*** Opening Data provided ***

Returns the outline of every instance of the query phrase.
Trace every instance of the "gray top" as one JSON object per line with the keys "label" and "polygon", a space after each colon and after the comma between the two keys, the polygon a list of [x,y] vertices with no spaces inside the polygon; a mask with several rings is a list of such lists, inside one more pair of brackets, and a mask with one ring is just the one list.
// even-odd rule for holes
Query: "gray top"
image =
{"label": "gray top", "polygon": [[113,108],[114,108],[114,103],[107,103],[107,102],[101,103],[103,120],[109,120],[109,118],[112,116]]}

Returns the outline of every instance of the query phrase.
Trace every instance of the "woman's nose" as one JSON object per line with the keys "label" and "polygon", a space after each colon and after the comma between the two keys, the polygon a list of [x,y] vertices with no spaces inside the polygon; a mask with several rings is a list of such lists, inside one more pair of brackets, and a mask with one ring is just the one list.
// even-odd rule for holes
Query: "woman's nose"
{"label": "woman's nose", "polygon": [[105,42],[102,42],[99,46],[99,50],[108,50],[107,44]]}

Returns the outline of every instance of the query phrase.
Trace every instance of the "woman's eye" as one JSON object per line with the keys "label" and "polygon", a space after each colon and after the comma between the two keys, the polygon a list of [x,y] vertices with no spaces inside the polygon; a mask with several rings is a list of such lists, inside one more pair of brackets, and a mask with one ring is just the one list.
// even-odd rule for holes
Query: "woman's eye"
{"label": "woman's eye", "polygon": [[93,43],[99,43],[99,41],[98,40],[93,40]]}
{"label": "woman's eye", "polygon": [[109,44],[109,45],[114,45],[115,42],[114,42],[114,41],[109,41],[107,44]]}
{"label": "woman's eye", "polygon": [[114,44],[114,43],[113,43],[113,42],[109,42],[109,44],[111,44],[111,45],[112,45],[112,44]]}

*** Closing Data provided ***

**What to work on**
Using the material above, state how many lines include the string "pair". Answer with a single number.

**Task output**
3